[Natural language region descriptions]
========================================
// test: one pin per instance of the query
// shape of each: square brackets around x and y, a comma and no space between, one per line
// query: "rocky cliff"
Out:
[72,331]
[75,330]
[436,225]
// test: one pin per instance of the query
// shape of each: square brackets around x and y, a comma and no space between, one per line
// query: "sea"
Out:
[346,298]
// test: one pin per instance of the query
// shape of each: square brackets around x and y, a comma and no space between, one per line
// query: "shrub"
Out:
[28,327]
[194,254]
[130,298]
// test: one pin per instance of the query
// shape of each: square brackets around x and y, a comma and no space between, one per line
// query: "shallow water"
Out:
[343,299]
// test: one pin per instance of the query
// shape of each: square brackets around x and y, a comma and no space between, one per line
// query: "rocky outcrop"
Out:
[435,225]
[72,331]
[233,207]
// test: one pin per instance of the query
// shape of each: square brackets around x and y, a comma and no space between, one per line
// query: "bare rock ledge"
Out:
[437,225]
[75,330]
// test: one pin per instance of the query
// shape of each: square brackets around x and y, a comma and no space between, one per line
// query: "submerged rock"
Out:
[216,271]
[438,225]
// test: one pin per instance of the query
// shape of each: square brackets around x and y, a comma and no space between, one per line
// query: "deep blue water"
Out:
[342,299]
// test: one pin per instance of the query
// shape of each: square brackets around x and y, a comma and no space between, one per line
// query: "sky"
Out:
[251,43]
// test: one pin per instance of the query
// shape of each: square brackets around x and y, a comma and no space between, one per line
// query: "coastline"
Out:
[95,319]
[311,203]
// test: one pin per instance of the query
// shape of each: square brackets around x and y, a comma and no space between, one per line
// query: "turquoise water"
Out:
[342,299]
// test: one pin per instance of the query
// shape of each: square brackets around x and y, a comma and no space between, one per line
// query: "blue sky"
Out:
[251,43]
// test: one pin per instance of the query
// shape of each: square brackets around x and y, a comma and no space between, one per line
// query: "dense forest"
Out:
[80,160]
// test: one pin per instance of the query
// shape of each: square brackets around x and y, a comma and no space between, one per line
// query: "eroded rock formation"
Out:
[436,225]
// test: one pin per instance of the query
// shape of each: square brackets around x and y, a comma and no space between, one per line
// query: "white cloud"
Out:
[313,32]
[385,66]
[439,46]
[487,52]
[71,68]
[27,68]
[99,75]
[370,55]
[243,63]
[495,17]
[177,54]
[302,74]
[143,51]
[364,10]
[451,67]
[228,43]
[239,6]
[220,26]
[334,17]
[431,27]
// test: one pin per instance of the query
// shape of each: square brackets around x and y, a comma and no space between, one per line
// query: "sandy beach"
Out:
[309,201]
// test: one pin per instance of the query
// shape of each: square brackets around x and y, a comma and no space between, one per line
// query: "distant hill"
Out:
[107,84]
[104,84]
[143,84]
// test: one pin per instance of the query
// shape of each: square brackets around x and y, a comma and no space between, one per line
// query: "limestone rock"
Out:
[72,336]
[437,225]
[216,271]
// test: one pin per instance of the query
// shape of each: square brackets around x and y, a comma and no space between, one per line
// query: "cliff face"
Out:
========================================
*Task requirements*:
Find the word "water" in the entries, then copy out every line that has it.

*Result*:
// query: "shallow water"
// query: "deep blue water"
// query: "turquoise water"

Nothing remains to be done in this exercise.